#### Work instruction
Word for word, restate each entry in the listing below.

#### Information given
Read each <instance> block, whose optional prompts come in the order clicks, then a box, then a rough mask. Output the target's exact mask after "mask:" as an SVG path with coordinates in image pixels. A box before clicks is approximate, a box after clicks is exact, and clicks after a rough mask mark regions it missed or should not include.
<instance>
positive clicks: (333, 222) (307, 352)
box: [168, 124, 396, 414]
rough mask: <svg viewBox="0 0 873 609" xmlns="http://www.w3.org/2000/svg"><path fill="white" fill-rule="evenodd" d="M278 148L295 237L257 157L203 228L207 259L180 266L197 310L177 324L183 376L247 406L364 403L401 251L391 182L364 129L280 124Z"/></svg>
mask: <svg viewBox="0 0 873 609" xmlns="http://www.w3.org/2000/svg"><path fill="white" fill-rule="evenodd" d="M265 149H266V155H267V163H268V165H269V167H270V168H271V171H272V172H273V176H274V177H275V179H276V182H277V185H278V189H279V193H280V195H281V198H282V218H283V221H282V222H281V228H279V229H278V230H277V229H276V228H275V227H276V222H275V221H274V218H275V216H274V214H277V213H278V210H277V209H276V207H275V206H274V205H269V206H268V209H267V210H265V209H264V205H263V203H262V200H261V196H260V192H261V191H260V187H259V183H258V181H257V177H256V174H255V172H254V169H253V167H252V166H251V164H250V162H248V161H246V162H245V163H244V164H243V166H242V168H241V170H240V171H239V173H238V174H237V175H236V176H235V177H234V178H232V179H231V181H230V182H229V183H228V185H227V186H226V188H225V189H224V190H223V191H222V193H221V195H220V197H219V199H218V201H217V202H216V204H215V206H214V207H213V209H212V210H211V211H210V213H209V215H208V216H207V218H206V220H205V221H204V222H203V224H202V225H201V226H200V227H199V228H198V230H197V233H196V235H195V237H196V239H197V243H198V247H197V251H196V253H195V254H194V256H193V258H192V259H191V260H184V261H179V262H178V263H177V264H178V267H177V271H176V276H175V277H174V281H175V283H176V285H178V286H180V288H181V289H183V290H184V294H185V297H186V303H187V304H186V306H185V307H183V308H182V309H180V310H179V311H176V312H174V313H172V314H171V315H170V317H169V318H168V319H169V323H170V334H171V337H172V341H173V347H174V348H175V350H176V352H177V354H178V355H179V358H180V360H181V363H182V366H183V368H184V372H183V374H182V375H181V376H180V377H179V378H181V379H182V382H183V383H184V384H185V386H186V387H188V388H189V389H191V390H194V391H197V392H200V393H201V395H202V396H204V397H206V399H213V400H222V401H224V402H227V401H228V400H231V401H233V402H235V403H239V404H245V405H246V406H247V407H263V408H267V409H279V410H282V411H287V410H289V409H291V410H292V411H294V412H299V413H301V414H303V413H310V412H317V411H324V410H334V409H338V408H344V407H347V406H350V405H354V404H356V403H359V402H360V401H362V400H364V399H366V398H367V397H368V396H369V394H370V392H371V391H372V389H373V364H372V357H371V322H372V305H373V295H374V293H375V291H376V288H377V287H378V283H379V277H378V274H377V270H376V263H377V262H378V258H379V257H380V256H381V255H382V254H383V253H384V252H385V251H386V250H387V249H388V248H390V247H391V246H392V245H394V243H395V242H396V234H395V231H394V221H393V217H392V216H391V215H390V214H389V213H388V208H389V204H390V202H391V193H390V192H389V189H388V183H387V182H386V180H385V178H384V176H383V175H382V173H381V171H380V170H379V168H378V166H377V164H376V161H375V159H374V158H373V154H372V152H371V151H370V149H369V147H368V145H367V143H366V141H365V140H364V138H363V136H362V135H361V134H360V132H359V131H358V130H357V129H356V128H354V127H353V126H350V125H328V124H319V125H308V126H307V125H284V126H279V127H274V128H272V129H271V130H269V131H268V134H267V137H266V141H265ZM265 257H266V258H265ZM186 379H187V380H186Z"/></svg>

#### Exercise result
Read each <instance> block, whose optional prompts come in the order clicks, then a box, then a rough mask. Output the target's exact mask after "mask:" as an SVG path with coordinates in image pixels. A box before clicks is approximate, a box after clicks is exact, and clicks after a rough mask mark regions it missed or should not include.
<instance>
positive clicks: (333, 222) (307, 352)
box: [168, 124, 396, 414]
rough mask: <svg viewBox="0 0 873 609" xmlns="http://www.w3.org/2000/svg"><path fill="white" fill-rule="evenodd" d="M278 148L295 237L257 157L203 228L207 259L180 266L197 310L177 324L183 376L247 406L364 403L401 251L391 182L364 129L280 124Z"/></svg>
mask: <svg viewBox="0 0 873 609" xmlns="http://www.w3.org/2000/svg"><path fill="white" fill-rule="evenodd" d="M265 149H266V155H267V163H268V165H269V167H270V168H271V171H272V172H273V176H274V177H275V179H276V182H277V185H278V189H279V193H280V195H281V198H282V218H283V221H282V222H281V228H279V229H278V230H277V229H276V228H275V227H276V222H275V221H274V218H275V216H274V214H277V213H278V210H277V209H276V207H275V206H274V205H269V206H268V209H267V210H265V209H264V205H263V203H262V200H261V196H260V192H261V191H260V187H259V183H258V181H257V177H256V174H255V172H254V169H253V167H252V166H251V164H250V162H248V161H246V162H245V163H244V164H243V166H242V168H241V170H240V171H239V173H238V174H237V175H236V176H235V177H234V178H232V179H231V181H230V182H229V183H228V185H227V186H226V188H225V189H224V190H223V191H222V193H221V195H220V197H219V199H218V201H217V202H216V204H215V206H214V207H213V209H212V210H211V211H210V213H209V215H208V216H207V218H206V220H205V221H204V222H203V224H202V225H201V226H200V227H199V228H198V230H197V233H196V235H195V237H196V239H197V243H198V247H197V251H196V253H195V254H194V256H193V258H192V259H191V260H184V261H179V262H178V263H177V264H178V267H177V271H176V276H175V277H174V281H175V283H176V285H178V286H180V288H181V289H183V290H184V294H185V297H186V303H187V304H186V306H185V307H183V308H182V309H180V310H179V311H176V312H174V313H172V314H171V315H170V317H169V318H168V319H169V323H170V334H171V337H172V341H173V347H174V348H175V350H176V352H177V354H178V355H179V358H180V360H181V363H182V366H183V368H184V372H183V374H182V375H181V376H180V377H179V378H181V379H182V382H183V383H184V384H185V386H186V387H188V388H189V389H191V390H194V391H197V392H200V393H201V395H202V396H204V397H206V399H213V400H222V401H224V402H227V401H228V400H231V401H233V402H235V403H239V404H245V405H246V406H247V407H263V408H267V409H279V410H282V411H287V410H289V409H291V410H292V411H294V412H299V413H301V414H303V413H310V412H317V411H324V410H334V409H338V408H344V407H347V406H350V405H354V404H356V403H359V402H360V401H362V400H364V399H366V398H367V397H368V396H369V394H370V392H371V391H372V389H373V364H372V357H371V322H372V305H373V295H374V293H375V291H376V288H377V287H378V283H379V277H378V274H377V270H376V263H377V262H378V258H379V257H380V256H381V255H382V254H383V253H384V252H385V251H386V250H387V249H388V248H390V247H391V246H392V245H394V243H395V242H396V234H395V231H394V221H393V217H392V216H391V215H390V214H389V213H388V208H389V204H390V202H391V193H390V192H389V189H388V183H387V182H386V180H385V178H384V176H383V175H382V173H381V171H380V170H379V168H378V166H377V164H376V161H375V159H374V158H373V154H372V152H371V151H370V149H369V147H368V145H367V143H366V141H365V140H364V138H363V136H362V135H361V134H360V132H359V131H358V130H357V129H356V128H354V127H353V126H350V125H328V124H319V125H308V126H307V125H284V126H279V127H274V128H272V129H271V130H269V131H268V134H267V137H266V141H265ZM265 257H266V258H265ZM186 379H187V380H186Z"/></svg>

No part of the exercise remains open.